REQUIREMENT: The full set of entries is to be printed exactly, with pictures excluded.

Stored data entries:
================

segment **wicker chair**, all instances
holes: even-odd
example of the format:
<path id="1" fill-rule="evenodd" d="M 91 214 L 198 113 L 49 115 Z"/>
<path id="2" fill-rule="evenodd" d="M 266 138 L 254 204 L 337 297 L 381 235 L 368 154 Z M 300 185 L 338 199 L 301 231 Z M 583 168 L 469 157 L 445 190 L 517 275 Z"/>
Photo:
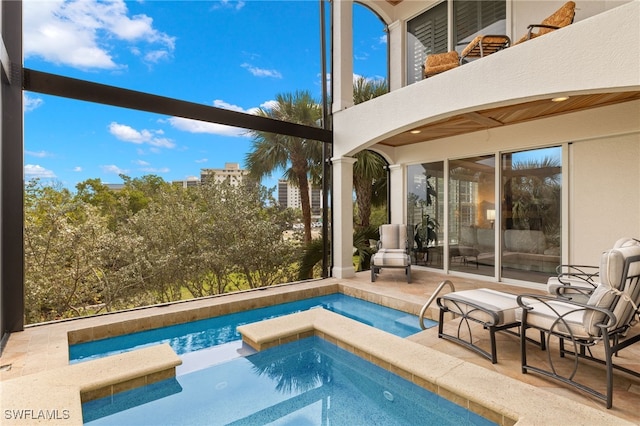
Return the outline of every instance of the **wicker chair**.
<path id="1" fill-rule="evenodd" d="M 460 53 L 460 63 L 464 63 L 467 58 L 482 58 L 502 49 L 506 49 L 511 44 L 511 39 L 506 35 L 479 35 L 464 48 Z"/>
<path id="2" fill-rule="evenodd" d="M 531 40 L 532 38 L 540 37 L 541 35 L 550 33 L 551 31 L 566 27 L 567 25 L 573 23 L 575 14 L 576 4 L 572 1 L 568 1 L 560 9 L 556 10 L 551 16 L 542 21 L 540 24 L 529 25 L 527 27 L 527 34 L 525 34 L 515 44 L 522 43 L 527 40 Z M 534 30 L 536 29 L 537 31 L 534 32 Z"/>
<path id="3" fill-rule="evenodd" d="M 455 50 L 446 53 L 435 53 L 427 56 L 422 66 L 423 77 L 431 77 L 441 72 L 449 71 L 460 65 L 460 56 Z"/>
<path id="4" fill-rule="evenodd" d="M 556 10 L 551 16 L 546 18 L 540 24 L 529 25 L 527 34 L 514 44 L 522 43 L 532 38 L 550 33 L 562 27 L 566 27 L 573 22 L 575 17 L 576 4 L 573 1 L 566 2 L 560 9 Z M 534 31 L 537 30 L 537 31 Z M 423 78 L 431 77 L 444 71 L 448 71 L 461 65 L 466 59 L 482 58 L 484 56 L 496 53 L 500 50 L 511 46 L 511 40 L 506 35 L 479 35 L 476 36 L 467 46 L 458 54 L 456 51 L 446 53 L 434 53 L 428 55 L 422 66 Z"/>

================

ANSWER SPACE:
segment **wicker chair**, all instances
holes: even-odd
example of the format:
<path id="1" fill-rule="evenodd" d="M 91 214 L 198 113 L 49 115 Z"/>
<path id="2" fill-rule="evenodd" d="M 266 138 L 254 204 L 337 297 L 381 235 L 368 154 Z M 300 185 L 338 199 L 301 231 Z M 583 168 L 469 157 L 445 190 L 517 275 Z"/>
Photo:
Return the outline of every instance of the **wicker chair**.
<path id="1" fill-rule="evenodd" d="M 460 53 L 460 63 L 464 63 L 467 58 L 482 58 L 502 49 L 506 49 L 511 44 L 511 39 L 506 35 L 479 35 L 464 48 Z"/>
<path id="2" fill-rule="evenodd" d="M 531 40 L 532 38 L 540 37 L 541 35 L 550 33 L 551 31 L 566 27 L 567 25 L 573 23 L 575 14 L 576 4 L 572 1 L 568 1 L 560 9 L 556 10 L 551 16 L 542 21 L 540 24 L 529 25 L 527 27 L 527 34 L 525 34 L 515 44 L 522 43 L 527 40 Z M 534 30 L 536 29 L 537 31 L 534 32 Z"/>
<path id="3" fill-rule="evenodd" d="M 455 50 L 446 53 L 435 53 L 427 56 L 422 66 L 423 77 L 431 77 L 441 72 L 449 71 L 460 65 L 460 56 Z"/>
<path id="4" fill-rule="evenodd" d="M 556 10 L 551 16 L 546 18 L 540 24 L 529 25 L 527 34 L 514 44 L 522 43 L 532 38 L 550 33 L 562 27 L 566 27 L 573 22 L 575 17 L 576 4 L 573 1 L 566 2 L 560 9 Z M 534 31 L 537 30 L 537 31 Z M 423 78 L 431 77 L 444 71 L 448 71 L 461 65 L 466 59 L 482 58 L 484 56 L 496 53 L 500 50 L 511 46 L 511 40 L 506 35 L 479 35 L 476 36 L 467 46 L 458 54 L 456 51 L 446 53 L 434 53 L 428 55 L 422 66 Z"/>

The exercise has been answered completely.